> [INSTRUCTION]: Every line below is to be copied exactly, with the pictures left out.

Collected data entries
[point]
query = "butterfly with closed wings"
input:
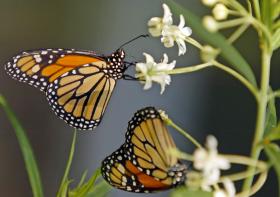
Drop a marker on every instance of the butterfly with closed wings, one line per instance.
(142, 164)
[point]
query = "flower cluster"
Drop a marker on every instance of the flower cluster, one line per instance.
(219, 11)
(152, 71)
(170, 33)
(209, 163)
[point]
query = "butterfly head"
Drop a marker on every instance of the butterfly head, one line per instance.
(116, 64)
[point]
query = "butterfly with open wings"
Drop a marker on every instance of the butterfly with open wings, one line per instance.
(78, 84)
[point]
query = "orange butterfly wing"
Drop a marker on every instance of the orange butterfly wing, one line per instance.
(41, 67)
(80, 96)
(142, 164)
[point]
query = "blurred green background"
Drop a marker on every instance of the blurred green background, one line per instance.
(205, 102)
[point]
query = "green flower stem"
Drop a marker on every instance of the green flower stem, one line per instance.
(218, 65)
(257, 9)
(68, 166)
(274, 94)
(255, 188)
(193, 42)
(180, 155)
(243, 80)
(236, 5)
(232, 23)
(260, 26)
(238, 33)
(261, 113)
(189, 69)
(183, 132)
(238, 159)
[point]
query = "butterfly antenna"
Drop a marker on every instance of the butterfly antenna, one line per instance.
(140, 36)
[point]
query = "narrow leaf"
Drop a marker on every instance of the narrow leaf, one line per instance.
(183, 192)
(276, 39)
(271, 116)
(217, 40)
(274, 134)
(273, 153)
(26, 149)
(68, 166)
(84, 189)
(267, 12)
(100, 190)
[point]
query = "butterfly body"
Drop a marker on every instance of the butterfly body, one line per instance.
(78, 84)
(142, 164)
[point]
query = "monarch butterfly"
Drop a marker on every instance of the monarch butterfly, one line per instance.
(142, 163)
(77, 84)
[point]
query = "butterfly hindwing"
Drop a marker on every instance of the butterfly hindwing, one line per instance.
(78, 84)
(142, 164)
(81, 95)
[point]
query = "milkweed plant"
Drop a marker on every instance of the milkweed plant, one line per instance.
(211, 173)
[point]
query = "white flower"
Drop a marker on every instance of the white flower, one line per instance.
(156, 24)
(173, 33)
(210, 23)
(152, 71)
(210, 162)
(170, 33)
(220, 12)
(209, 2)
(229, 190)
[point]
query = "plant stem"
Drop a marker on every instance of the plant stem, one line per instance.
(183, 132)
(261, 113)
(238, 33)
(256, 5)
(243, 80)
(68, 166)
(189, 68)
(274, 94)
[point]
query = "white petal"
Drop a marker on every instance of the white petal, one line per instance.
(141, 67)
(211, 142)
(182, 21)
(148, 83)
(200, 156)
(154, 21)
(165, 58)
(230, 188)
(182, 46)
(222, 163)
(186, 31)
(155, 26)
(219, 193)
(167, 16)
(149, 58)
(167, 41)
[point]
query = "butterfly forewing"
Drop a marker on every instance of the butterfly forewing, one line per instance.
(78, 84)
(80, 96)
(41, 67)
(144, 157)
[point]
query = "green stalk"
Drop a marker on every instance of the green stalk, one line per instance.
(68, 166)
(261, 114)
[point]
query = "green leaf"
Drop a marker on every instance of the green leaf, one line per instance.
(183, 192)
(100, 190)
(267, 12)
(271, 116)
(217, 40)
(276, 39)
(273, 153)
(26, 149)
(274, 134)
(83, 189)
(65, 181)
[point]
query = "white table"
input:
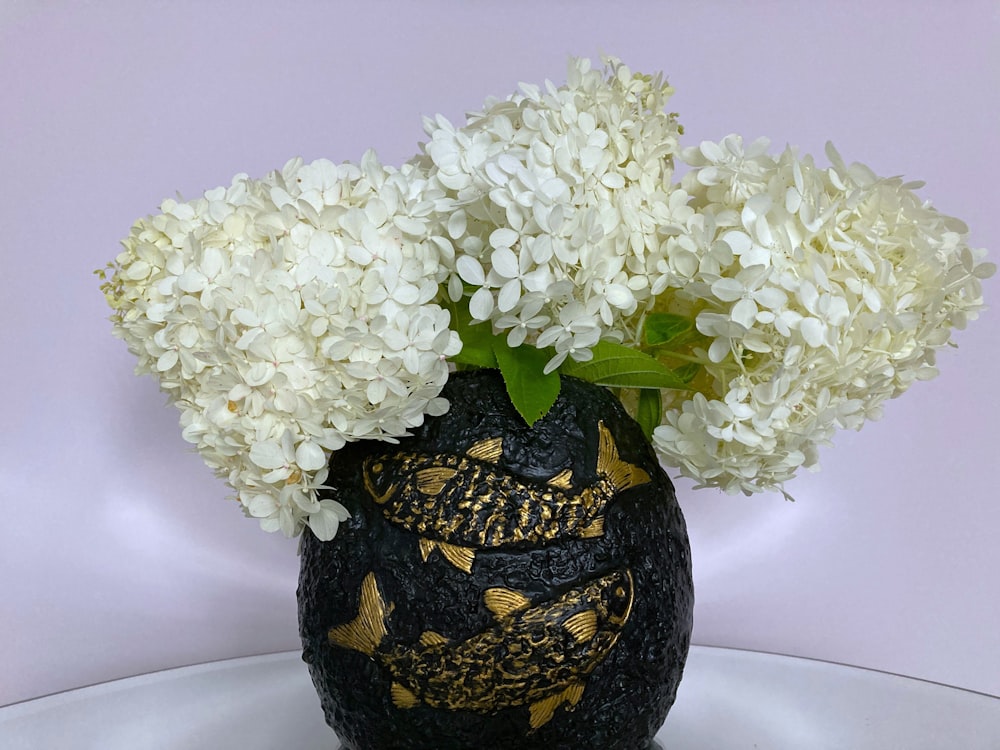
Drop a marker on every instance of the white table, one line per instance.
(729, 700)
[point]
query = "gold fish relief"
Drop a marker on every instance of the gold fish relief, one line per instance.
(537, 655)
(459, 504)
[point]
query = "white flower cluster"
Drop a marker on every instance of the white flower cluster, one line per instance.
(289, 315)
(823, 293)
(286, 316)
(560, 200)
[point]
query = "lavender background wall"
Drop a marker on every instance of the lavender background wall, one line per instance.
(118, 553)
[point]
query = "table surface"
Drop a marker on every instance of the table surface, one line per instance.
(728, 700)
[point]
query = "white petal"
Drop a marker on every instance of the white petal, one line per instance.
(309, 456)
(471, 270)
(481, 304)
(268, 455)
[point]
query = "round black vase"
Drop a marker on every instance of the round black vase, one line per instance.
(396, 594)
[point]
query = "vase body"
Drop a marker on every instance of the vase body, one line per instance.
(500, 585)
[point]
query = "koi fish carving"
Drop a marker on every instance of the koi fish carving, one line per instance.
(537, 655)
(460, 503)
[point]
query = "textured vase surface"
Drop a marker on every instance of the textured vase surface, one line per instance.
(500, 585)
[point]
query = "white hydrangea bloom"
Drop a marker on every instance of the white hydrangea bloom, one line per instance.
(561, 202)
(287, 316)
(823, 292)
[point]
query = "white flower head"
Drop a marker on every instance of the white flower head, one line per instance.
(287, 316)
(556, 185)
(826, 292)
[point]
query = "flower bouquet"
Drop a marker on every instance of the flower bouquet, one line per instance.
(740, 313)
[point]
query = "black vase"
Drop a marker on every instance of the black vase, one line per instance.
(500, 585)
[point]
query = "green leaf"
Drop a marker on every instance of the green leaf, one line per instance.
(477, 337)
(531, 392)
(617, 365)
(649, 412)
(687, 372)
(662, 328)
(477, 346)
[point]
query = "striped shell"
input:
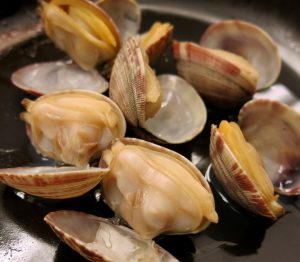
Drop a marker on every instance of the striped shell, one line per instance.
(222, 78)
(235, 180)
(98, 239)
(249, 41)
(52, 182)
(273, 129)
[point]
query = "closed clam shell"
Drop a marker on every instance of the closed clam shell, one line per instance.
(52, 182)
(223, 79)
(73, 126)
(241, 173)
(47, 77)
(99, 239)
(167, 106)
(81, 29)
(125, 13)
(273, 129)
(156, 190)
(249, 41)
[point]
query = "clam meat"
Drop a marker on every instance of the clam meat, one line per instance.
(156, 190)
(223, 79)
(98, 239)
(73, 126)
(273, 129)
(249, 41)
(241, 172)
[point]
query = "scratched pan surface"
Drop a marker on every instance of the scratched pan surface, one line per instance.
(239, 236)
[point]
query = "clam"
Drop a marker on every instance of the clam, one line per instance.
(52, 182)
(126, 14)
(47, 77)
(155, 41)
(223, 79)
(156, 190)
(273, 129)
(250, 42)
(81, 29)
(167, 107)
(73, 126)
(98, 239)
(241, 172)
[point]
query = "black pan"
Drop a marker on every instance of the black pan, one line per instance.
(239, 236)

> [COMPLETED EXERCISE]:
[point]
query = "butterfly with closed wings"
input:
Drop a marker on every instance of the butterfly with closed wings, one line per instance.
(142, 164)
[point]
query = "flower cluster"
Drop a marker on every instance of the flower cluster, one line per instance.
(219, 11)
(152, 71)
(170, 33)
(209, 163)
[point]
query = "butterfly head"
Drop a marker on every instance of the butterfly head, one line per instance.
(116, 64)
[point]
query = "butterfly with open wings"
Drop a marker on every instance of the butterfly with open wings, one line per instance.
(78, 84)
[point]
query = "orange butterfly wing"
Drop a marker on every instance of the orange butterfly wing, one line per instance.
(41, 67)
(80, 96)
(142, 164)
[point]
query = "blurred green background"
Drop a marker on every instance of the blurred green background, one line per instance.
(205, 102)
[point]
query = "green flower stem"
Drop a marker on every instance of the green flower stem, one line per instance.
(218, 65)
(257, 9)
(68, 166)
(274, 94)
(255, 188)
(193, 42)
(180, 155)
(243, 80)
(236, 5)
(232, 23)
(260, 26)
(238, 33)
(261, 113)
(189, 69)
(183, 132)
(238, 159)
[point]
query = "butterfly antenna"
Drop a marker on every instance of the butterfly antenna, one line per instance.
(140, 36)
[point]
query = "narrow leaf"
Drop a marker on every instance of the narrow leaf, one line per instance.
(183, 192)
(276, 39)
(271, 116)
(217, 40)
(274, 134)
(273, 153)
(26, 149)
(68, 166)
(84, 189)
(267, 12)
(100, 190)
[point]
query = "butterfly body"
Drop a marker on every instance of the butterfly body, one line per instance.
(78, 84)
(142, 164)
[point]
query = "monarch butterfly"
Drop a marker on every instance of the monarch butterfly, one line per instance.
(142, 163)
(77, 84)
[point]
query = "butterfly hindwing"
Drop a marker on every instance of the butterfly hindwing, one line per instance.
(78, 84)
(142, 164)
(81, 95)
[point]
query = "milkweed plant"
Drop a marker on every instance of the milkweed plant, one line per instance.
(211, 173)
[point]
query = "white flower"
Drop a marker on every instance of the white flower, one line per instance.
(156, 24)
(173, 33)
(210, 23)
(152, 71)
(210, 162)
(170, 33)
(220, 12)
(209, 2)
(229, 190)
[point]
query = "plant stem"
Drop a marker on every instance of the plant stem, one line per instance.
(183, 132)
(261, 113)
(238, 33)
(256, 5)
(243, 80)
(68, 166)
(189, 68)
(274, 94)
[point]
query = "white petal"
Drop a marker on every instance of the white petal, one line per instance.
(141, 67)
(211, 142)
(182, 21)
(148, 83)
(200, 156)
(154, 21)
(165, 58)
(230, 188)
(182, 46)
(222, 163)
(186, 31)
(155, 26)
(219, 193)
(167, 16)
(149, 58)
(167, 41)
[point]
query = "butterfly forewing"
Drop a marker on every instance of the butterfly forewing, one line per instance.
(78, 84)
(80, 96)
(41, 67)
(144, 157)
[point]
query = "green stalk"
Drop a marker on every instance of the green stalk, one line per instance.
(68, 166)
(261, 114)
[point]
query = "green leaf"
Drop a marker on every instance of the green leaf, one line per instance.
(183, 192)
(100, 190)
(267, 12)
(271, 116)
(217, 40)
(276, 39)
(273, 153)
(26, 149)
(274, 134)
(83, 189)
(65, 181)
[point]
query = "white table"
input:
Drop a marker on every instance of the white table, one line per instance.
(729, 700)
[point]
query = "gold fish relief"
Drop a marker on every instance of the gold fish relief, one line per instance.
(537, 655)
(459, 504)
[point]
query = "white flower cluster"
Drop a marker on every instance of the white flower cluster, one line per instance.
(289, 315)
(823, 293)
(286, 316)
(560, 200)
[point]
query = "lavender background wall"
Drop a marker on every instance of the lavender background wall, one line per instance.
(118, 553)
[point]
query = "table surface"
Drop a marker on every instance of the table surface, one line per instance.
(728, 700)
[point]
query = "white petal"
Drop a marker on every instance of the white petal, one line per instance.
(309, 456)
(471, 270)
(481, 304)
(268, 455)
[point]
query = "round black vase"
Drop a marker on every instance of the round black vase, one line per instance.
(396, 594)
[point]
query = "vase body"
Drop a marker on every instance of the vase body, one line per instance.
(500, 585)
[point]
query = "koi fish carving"
Drop a marker on every instance of the koi fish carving, one line per instance.
(537, 655)
(460, 503)
[point]
query = "textured vase surface"
Drop a marker on every instance of the textured vase surface, one line per instance.
(500, 585)
[point]
query = "white hydrangea bloom"
Drop a marker on every instance of the white hydrangea bloom, one line per instance.
(561, 202)
(287, 316)
(823, 292)
[point]
query = "white flower head"
Drop a marker on every instance of the white flower head, one line per instance.
(287, 316)
(556, 185)
(826, 292)
[point]
query = "flower bouquet"
Drop a marker on every instance of the flower bouquet, one line per instance.
(740, 313)
[point]
query = "black vase"
Drop a marker on every instance of the black vase, one line per instance.
(500, 585)
[point]
query = "green leaf"
Drop a marker on every instance of the green leaf, one line per instance.
(477, 337)
(531, 392)
(617, 365)
(649, 412)
(687, 372)
(662, 328)
(477, 346)
[point]
query = "striped shell"
input:
Drop a marker on every instance of the striped shell, one line per instance.
(222, 78)
(235, 180)
(98, 239)
(249, 41)
(52, 182)
(273, 129)
[point]
query = "closed clam shell"
Drop a marker on every instance of the closed clam shell, one line per instance.
(52, 182)
(223, 79)
(73, 126)
(241, 173)
(47, 77)
(99, 239)
(167, 106)
(81, 29)
(125, 13)
(273, 129)
(156, 190)
(249, 41)
[point]
query = "clam meat"
Drop a marker on every instance of the clam meat, one line per instance.
(156, 190)
(223, 79)
(98, 239)
(73, 126)
(273, 129)
(249, 41)
(241, 172)
[point]
query = "scratched pan surface"
Drop a marker on every instance of the scratched pan surface, one line per instance.
(239, 236)
[point]
query = "clam"
Drop a marker on every instance of the clam, one line per instance.
(52, 182)
(126, 14)
(47, 77)
(155, 41)
(223, 79)
(156, 190)
(273, 129)
(250, 42)
(81, 29)
(167, 107)
(73, 126)
(98, 239)
(241, 172)
[point]
query = "black pan"
Drop a marker on every instance of the black pan, one line per instance.
(239, 236)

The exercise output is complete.